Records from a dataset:
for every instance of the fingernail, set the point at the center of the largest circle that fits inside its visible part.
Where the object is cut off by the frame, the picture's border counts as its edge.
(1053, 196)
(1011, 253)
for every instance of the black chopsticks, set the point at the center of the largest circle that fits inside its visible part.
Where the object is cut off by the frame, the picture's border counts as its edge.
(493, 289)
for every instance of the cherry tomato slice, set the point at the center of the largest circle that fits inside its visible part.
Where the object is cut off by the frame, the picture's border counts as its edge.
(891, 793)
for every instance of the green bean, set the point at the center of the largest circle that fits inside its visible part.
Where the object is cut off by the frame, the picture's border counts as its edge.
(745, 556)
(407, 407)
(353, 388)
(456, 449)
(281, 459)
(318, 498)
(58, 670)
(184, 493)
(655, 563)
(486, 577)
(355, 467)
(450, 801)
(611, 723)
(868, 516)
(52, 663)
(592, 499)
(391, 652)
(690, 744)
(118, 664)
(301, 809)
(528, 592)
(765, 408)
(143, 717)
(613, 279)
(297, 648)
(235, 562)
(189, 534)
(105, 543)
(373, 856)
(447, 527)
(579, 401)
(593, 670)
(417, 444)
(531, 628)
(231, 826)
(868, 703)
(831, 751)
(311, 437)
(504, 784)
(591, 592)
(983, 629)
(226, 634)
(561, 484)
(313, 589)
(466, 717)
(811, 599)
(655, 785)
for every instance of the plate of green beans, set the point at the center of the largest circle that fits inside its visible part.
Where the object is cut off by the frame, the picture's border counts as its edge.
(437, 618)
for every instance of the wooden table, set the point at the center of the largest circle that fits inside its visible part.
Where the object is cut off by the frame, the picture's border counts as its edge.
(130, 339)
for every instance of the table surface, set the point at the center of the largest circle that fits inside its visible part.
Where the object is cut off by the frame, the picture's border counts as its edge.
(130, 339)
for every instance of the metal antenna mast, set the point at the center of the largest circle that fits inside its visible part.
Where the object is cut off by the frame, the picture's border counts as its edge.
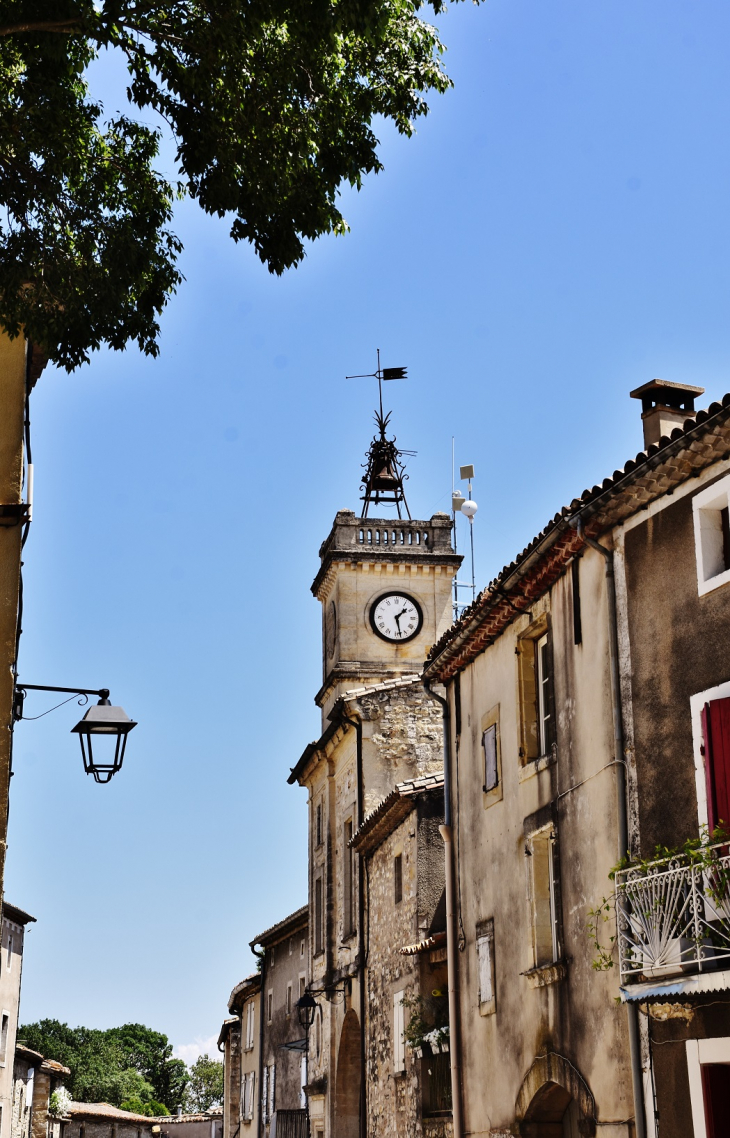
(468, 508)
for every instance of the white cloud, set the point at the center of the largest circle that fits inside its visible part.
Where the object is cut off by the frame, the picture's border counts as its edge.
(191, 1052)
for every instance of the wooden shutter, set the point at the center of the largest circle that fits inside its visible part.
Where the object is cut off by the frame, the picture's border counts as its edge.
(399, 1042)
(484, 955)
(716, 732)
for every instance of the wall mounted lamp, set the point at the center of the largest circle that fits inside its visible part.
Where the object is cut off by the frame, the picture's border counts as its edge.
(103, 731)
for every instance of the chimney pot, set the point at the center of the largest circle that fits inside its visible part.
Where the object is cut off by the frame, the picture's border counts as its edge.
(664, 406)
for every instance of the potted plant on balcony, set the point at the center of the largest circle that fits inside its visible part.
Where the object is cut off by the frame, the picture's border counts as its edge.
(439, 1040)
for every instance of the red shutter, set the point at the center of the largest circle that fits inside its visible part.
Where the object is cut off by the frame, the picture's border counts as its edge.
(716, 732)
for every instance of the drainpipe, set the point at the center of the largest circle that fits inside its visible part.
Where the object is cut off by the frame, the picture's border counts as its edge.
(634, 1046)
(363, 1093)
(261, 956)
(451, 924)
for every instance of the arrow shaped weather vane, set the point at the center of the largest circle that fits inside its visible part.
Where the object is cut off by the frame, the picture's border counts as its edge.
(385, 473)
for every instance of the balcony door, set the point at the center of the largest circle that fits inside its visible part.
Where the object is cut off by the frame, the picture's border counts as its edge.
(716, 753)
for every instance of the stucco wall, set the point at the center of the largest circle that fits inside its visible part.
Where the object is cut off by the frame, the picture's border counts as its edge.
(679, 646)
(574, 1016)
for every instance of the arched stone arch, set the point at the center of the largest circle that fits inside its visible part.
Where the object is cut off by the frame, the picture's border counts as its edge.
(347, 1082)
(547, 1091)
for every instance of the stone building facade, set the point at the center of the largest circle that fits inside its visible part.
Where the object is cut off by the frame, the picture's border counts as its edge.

**Directions**
What is needed is an exact printout of every record above, with the pictures left out.

**Problem solution**
for every instance of the fingernail, set the point at the center of the largest circle that fits inside its visible part.
Where the object is cut off by the frame, the picture's border counts as its edge.
(1053, 196)
(1011, 253)
for every instance of the black chopsticks, set the point at the center of the largest circle that fits inside its visible part.
Where the object is cut off by the frame, the picture's border counts as its edge.
(493, 289)
for every instance of the cherry tomato slice, set the point at the center of the largest circle that fits inside its visible part.
Where the object is cut off by the frame, the picture's border counts as its edge.
(891, 793)
for every instance of the green bean, set the point at the center of the largest circle that fits inside its visible part.
Where the object is cut off by the frame, the picture's border counts as its edge.
(745, 556)
(407, 407)
(353, 388)
(456, 449)
(281, 459)
(318, 498)
(58, 670)
(184, 493)
(655, 563)
(486, 577)
(355, 467)
(450, 801)
(611, 723)
(868, 516)
(52, 663)
(592, 499)
(391, 652)
(690, 744)
(118, 664)
(301, 809)
(528, 592)
(765, 408)
(143, 717)
(613, 279)
(297, 648)
(235, 562)
(189, 534)
(105, 543)
(373, 856)
(447, 527)
(579, 401)
(593, 670)
(417, 444)
(531, 628)
(231, 826)
(868, 703)
(831, 751)
(311, 437)
(504, 784)
(591, 592)
(983, 629)
(226, 634)
(561, 484)
(313, 589)
(466, 717)
(811, 599)
(655, 785)
for every instance of the plate of green beans, set the point at the center of the largest circle that fits inside its visible part.
Where the object is cut off by the frame, the picture's border counts as its edge.
(437, 618)
for every instance of the wooden table, set the point at the center of the largest circle that fits inside its visible part.
Where the object is cut off by the frame, the picture's border counts as its edge.
(130, 339)
for every instance of the table surface, set the point at the center of the largest circle that fits inside its visible part.
Where the object is cut off by the frame, the picture's border counts as its edge.
(130, 339)
for every instance of the metal antenna mast, set the point at the center of the largest circle that fits inside its visible part.
Where the object is cut off by the frame, the picture's border counts as its edge.
(468, 508)
for every instance of the white cloud, set the point at the center of the largest circle that fits inside its visible part.
Where the object is cut off by the frame, the picture's border counts as its edge.
(191, 1052)
for every instance of the wooden shutter, set the point at the center of the largest circle that fits inside its visible part.
Where the object is cut off by the frame, the picture's border counts as its edge.
(399, 1042)
(484, 955)
(716, 732)
for every instance of the wall mounted lamp, set the point at the center of the largest circle that fits inside its visible part.
Where the object is cut off by the frame, the picture's border counts as its edge.
(103, 731)
for every instance of the chimney pot, set the point at the center of the largest circle that fits inside its visible part.
Where the object is cut off by the frame, the picture's border counts as its edge.
(664, 406)
for every instance of the potted plant on balcony, set the point at the center of the largest circle that fits inside its visible part.
Where the object is cut off by the frame, the picture's border counts as its edge.
(439, 1040)
for every instance of the red shutter, set the point at the center of the largest circle that fits inside its visible part.
Where the object is cut off by the frame, the picture's border counts as its edge.
(716, 732)
for every instance of the drainpipe, set the point at the center of the largest circle that fits inside its visible part.
Where the object is cut off by the frame, the picture's border counts as its edge.
(634, 1046)
(363, 1093)
(261, 956)
(451, 924)
for every instance of the arrow shaped weather vane, set the point at the center of the largest circle that fits inside its visible part.
Where the object is cut off by the frame, the picture's border counts as its edge.
(385, 473)
for every instance of the balcony door, set the point at the center of the largest circle that fits inside its visible part.
Where the object is cut off by the frame, the picture's border counts as its edge.
(716, 753)
for every instance of the stucco wall, set the point at the center of the largest circle that fits inside its visible part.
Where the object is cut off by the frame, the picture's border counts as its edge.
(679, 646)
(574, 1016)
for every instance of the arched stone arch, set the point at the center of the largest circle that fits inside its visible part.
Where the object is cut off by the frame, the picture's border counts as its edge.
(347, 1082)
(547, 1091)
for every instance of the stone building facade, set the point at the center of the largest circle that fits inside its visible part.
Where the object is cut off by the frame, the picture's border counts as its edge.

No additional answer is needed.